* [TASK GOAL] Repeat exactly, and only, the lines from the one containing "Locate the tailgate" through the end of the records.

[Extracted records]
-- begin --
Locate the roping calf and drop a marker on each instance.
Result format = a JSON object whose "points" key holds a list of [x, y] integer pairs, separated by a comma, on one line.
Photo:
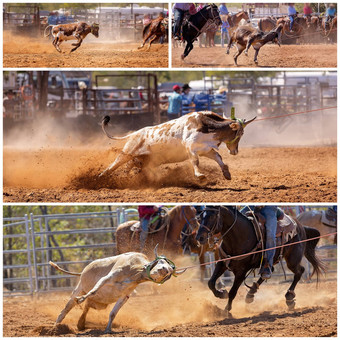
{"points": [[188, 137], [113, 279], [246, 36], [75, 31]]}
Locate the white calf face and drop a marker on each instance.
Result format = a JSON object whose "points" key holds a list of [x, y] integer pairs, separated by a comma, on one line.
{"points": [[161, 271]]}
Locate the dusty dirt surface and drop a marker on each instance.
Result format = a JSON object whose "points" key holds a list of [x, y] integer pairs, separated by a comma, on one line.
{"points": [[22, 51], [277, 174], [184, 309], [318, 55]]}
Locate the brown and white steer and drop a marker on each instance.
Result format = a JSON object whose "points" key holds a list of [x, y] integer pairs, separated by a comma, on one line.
{"points": [[188, 137], [113, 279], [74, 31]]}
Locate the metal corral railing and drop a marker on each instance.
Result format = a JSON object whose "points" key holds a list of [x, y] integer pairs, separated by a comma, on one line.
{"points": [[30, 271]]}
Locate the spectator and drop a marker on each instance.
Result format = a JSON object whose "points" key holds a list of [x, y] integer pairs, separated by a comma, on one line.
{"points": [[223, 9], [175, 103], [179, 9], [330, 12], [291, 13], [307, 10], [9, 103]]}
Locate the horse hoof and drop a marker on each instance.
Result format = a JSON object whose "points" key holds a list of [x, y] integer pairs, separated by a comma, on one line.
{"points": [[290, 304], [249, 298]]}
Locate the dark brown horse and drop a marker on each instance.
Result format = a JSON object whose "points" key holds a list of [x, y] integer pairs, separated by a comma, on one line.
{"points": [[154, 30], [168, 236], [239, 237]]}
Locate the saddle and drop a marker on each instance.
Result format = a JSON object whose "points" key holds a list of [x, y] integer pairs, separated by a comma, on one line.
{"points": [[329, 218], [286, 227]]}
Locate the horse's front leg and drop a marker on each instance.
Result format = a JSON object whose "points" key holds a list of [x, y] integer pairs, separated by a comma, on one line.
{"points": [[219, 270], [253, 289], [239, 278], [298, 270]]}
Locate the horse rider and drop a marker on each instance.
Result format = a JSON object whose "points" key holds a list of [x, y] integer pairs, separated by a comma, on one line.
{"points": [[223, 9], [271, 213], [146, 212], [180, 10], [307, 12], [291, 13], [330, 13]]}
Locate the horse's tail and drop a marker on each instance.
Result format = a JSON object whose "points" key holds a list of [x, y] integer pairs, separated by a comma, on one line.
{"points": [[318, 266], [145, 29]]}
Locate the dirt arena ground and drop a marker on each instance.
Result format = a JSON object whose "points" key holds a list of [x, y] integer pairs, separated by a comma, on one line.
{"points": [[19, 51], [184, 308], [277, 174], [270, 56]]}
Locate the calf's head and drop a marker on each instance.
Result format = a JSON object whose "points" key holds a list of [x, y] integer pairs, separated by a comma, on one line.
{"points": [[237, 128], [95, 29]]}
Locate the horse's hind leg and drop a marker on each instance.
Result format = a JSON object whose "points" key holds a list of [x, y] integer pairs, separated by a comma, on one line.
{"points": [[298, 270], [253, 289], [219, 270]]}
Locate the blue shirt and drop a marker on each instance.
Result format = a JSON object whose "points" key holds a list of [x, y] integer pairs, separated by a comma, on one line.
{"points": [[291, 10], [223, 9], [330, 12], [175, 103]]}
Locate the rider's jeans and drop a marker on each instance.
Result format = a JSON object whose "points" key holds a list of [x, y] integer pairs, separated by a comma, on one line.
{"points": [[270, 213], [178, 16]]}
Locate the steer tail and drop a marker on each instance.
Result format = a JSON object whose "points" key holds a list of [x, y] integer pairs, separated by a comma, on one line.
{"points": [[49, 32], [145, 29], [105, 121], [318, 266], [63, 270]]}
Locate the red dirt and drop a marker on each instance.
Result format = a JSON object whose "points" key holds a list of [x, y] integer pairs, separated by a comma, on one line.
{"points": [[302, 56], [277, 174], [184, 309], [19, 51]]}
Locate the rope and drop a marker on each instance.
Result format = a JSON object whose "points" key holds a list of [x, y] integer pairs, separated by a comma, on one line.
{"points": [[296, 113], [256, 252]]}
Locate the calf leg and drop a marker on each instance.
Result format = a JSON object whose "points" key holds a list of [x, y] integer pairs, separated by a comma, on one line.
{"points": [[194, 161], [77, 45], [212, 154], [120, 160], [81, 321], [100, 283], [240, 49], [119, 304]]}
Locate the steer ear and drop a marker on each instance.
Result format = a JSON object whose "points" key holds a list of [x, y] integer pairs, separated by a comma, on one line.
{"points": [[155, 251], [235, 126], [245, 123]]}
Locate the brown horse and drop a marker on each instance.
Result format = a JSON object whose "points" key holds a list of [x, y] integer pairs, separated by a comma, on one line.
{"points": [[154, 30], [168, 236]]}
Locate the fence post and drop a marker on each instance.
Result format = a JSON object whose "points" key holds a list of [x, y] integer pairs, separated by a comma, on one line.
{"points": [[34, 253], [29, 254]]}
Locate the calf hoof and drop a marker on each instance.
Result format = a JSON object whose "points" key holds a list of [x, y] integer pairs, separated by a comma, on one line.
{"points": [[249, 298], [79, 299]]}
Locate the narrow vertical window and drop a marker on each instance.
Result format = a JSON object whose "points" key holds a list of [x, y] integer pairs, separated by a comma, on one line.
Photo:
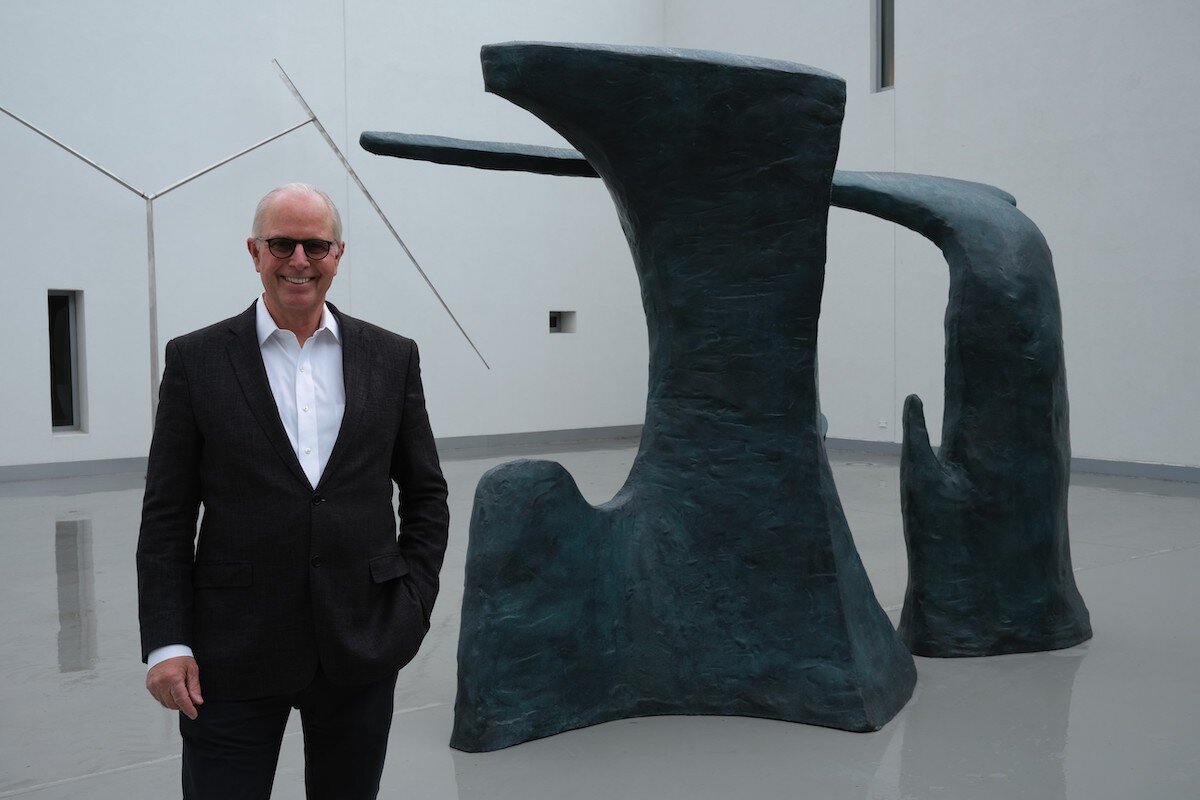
{"points": [[64, 318], [885, 44], [77, 595]]}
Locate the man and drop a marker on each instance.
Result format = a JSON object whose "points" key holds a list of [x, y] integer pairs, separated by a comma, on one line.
{"points": [[288, 423]]}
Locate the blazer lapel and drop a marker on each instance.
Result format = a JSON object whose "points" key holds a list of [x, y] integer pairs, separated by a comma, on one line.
{"points": [[354, 364], [247, 366]]}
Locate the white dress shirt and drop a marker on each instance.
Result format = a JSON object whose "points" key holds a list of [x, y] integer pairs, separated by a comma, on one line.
{"points": [[310, 395]]}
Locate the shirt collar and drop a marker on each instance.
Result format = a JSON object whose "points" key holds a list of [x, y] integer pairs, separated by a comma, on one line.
{"points": [[267, 328]]}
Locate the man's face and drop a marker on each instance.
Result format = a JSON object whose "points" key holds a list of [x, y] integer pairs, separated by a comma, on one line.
{"points": [[295, 286]]}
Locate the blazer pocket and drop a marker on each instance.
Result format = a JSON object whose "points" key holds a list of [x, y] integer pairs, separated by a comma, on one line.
{"points": [[388, 567], [219, 575]]}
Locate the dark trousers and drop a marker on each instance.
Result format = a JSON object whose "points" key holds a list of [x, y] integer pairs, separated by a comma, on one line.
{"points": [[231, 750]]}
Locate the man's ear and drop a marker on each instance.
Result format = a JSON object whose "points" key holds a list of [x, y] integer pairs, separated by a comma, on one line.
{"points": [[341, 251], [252, 246]]}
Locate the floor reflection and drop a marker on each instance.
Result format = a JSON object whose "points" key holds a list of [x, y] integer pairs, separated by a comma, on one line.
{"points": [[1023, 702], [77, 595]]}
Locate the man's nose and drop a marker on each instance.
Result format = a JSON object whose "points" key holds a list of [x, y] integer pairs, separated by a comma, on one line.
{"points": [[298, 257]]}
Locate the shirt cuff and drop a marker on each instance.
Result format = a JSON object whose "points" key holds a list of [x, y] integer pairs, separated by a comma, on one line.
{"points": [[171, 651]]}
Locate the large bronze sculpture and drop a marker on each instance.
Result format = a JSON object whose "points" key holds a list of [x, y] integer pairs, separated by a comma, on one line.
{"points": [[723, 577]]}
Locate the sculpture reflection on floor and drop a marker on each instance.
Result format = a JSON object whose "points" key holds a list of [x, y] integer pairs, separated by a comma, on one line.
{"points": [[723, 577]]}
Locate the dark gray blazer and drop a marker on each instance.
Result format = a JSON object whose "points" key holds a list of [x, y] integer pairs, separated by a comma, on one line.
{"points": [[286, 575]]}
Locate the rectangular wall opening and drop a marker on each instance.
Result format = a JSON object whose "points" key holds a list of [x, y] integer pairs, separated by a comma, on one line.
{"points": [[64, 307], [883, 43], [562, 322]]}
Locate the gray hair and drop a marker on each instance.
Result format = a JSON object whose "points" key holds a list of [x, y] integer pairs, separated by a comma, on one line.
{"points": [[301, 188]]}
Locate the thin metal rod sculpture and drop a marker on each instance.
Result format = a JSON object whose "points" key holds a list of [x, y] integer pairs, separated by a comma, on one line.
{"points": [[150, 197], [358, 181]]}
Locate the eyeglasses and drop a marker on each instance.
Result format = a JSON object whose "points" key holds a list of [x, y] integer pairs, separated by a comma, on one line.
{"points": [[283, 246]]}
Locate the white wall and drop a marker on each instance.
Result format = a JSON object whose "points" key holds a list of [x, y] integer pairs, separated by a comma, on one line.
{"points": [[1086, 110], [1090, 114], [157, 90]]}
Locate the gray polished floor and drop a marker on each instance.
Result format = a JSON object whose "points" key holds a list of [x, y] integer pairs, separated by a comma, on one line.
{"points": [[1116, 717]]}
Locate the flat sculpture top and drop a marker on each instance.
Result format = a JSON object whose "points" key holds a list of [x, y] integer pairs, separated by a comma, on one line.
{"points": [[678, 54]]}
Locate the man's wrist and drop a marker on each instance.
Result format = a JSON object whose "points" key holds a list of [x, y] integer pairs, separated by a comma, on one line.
{"points": [[169, 651]]}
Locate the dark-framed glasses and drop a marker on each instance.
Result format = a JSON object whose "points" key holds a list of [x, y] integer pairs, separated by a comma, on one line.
{"points": [[283, 246]]}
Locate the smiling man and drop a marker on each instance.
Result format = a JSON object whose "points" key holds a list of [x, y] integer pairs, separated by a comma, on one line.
{"points": [[288, 423]]}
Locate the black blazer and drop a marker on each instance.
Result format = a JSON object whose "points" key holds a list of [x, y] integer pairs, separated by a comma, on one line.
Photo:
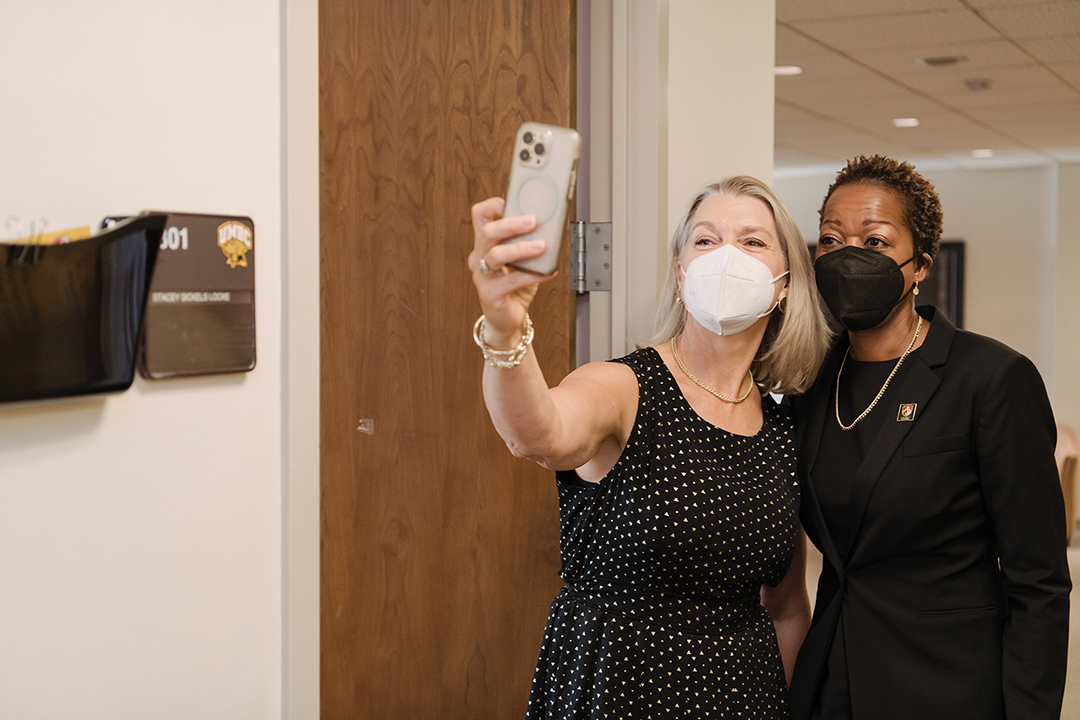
{"points": [[955, 594]]}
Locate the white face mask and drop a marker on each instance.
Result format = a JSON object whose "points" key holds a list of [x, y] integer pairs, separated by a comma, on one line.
{"points": [[727, 290]]}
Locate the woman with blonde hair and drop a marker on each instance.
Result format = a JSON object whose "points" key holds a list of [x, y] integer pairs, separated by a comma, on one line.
{"points": [[684, 562]]}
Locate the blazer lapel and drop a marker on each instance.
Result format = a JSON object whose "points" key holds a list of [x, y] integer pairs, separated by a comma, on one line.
{"points": [[813, 417], [918, 388]]}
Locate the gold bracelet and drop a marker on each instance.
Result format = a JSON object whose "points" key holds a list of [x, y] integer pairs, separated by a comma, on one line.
{"points": [[503, 358]]}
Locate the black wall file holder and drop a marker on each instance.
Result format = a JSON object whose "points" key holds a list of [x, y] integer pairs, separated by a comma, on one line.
{"points": [[70, 315]]}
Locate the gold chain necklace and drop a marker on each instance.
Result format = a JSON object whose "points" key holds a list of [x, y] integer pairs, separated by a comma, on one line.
{"points": [[703, 385], [880, 392]]}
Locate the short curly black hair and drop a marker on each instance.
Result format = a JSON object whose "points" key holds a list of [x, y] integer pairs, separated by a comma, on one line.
{"points": [[922, 207]]}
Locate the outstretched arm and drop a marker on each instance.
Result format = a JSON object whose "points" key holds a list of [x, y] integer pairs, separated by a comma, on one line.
{"points": [[583, 421]]}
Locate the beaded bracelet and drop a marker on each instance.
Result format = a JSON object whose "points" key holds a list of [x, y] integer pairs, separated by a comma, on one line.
{"points": [[503, 358]]}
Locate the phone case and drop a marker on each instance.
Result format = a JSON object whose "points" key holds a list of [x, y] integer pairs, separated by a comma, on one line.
{"points": [[542, 177]]}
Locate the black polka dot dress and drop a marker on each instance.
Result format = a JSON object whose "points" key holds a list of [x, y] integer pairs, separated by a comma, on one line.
{"points": [[663, 562]]}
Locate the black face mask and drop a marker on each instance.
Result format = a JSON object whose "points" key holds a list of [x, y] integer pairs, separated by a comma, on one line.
{"points": [[860, 286]]}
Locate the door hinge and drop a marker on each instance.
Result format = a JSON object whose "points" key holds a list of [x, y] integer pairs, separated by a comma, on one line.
{"points": [[590, 256]]}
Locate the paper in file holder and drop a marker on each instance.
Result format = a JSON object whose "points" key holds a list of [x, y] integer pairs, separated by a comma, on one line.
{"points": [[70, 314]]}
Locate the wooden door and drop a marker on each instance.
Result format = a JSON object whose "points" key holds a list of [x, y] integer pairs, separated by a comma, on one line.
{"points": [[440, 551]]}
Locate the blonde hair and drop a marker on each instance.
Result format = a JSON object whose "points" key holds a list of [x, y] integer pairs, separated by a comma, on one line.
{"points": [[795, 340]]}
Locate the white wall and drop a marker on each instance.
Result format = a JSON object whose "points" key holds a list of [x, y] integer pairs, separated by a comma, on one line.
{"points": [[665, 71], [140, 534], [1021, 255], [1067, 303]]}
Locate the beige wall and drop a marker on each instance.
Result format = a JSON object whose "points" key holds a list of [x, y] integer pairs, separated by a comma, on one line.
{"points": [[142, 534]]}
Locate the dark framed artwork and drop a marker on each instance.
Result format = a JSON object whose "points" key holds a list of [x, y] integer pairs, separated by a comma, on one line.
{"points": [[944, 286]]}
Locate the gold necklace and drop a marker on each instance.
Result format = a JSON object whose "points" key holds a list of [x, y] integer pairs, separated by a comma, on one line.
{"points": [[701, 384], [880, 392]]}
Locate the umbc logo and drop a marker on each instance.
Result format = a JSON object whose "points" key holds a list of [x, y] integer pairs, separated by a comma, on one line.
{"points": [[234, 239]]}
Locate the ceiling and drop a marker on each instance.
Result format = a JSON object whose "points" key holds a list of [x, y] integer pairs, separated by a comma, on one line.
{"points": [[1016, 90]]}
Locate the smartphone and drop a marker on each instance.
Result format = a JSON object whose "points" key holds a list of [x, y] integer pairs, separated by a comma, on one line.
{"points": [[542, 177]]}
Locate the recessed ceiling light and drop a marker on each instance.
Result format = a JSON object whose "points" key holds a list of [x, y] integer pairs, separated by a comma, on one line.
{"points": [[941, 60]]}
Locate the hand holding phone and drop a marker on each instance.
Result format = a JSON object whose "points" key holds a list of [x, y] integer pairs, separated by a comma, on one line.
{"points": [[542, 178]]}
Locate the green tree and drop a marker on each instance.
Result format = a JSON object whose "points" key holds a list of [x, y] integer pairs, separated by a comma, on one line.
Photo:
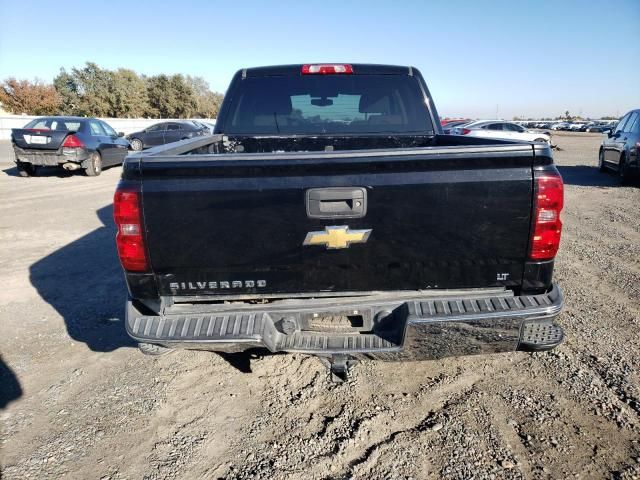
{"points": [[86, 91], [207, 102], [170, 97], [33, 98], [129, 94]]}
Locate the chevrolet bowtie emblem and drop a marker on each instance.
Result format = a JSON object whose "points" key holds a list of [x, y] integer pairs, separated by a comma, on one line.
{"points": [[337, 237]]}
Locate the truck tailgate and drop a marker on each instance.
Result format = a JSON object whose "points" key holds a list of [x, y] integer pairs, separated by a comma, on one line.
{"points": [[236, 224]]}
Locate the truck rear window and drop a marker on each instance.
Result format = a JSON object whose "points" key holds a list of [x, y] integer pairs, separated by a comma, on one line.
{"points": [[328, 104]]}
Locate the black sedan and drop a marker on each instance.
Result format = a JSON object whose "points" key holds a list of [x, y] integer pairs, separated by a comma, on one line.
{"points": [[620, 151], [70, 142], [166, 132]]}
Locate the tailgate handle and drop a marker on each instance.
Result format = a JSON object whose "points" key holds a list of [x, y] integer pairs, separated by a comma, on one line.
{"points": [[336, 202]]}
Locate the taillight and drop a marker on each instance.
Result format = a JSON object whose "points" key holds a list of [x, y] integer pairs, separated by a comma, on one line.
{"points": [[547, 227], [129, 239], [72, 142], [326, 69]]}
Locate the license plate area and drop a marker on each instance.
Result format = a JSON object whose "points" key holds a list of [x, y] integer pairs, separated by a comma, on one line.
{"points": [[344, 321]]}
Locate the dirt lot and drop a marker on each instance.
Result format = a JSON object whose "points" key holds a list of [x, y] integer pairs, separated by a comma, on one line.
-- end --
* [EXERCISE ANSWER]
Locate the tailgate handle and drop a marker on each instance.
Result format = a JSON object whose "points" key holds a list of [x, y] integer pairs, separated by a comma, on one line.
{"points": [[336, 202]]}
Locate the taillight and drop a marker on each instance.
Result format = a JSON object whose "points" key holds a list of [x, y] integer pairs, separated by a comma, on one line.
{"points": [[547, 227], [129, 239], [72, 142], [326, 69]]}
Locate the license plate area and drop a marker on each instance.
Result format = a JSON object whose "points" key holds a list of [x, y] integer pairs, separated by a comma, on one line.
{"points": [[344, 321]]}
Locate the dirt lot and drop a marker on each instance.
Result format = a JSON object whose "points" key holds a list of [x, y] integer pairs, separated by a comma, on one line.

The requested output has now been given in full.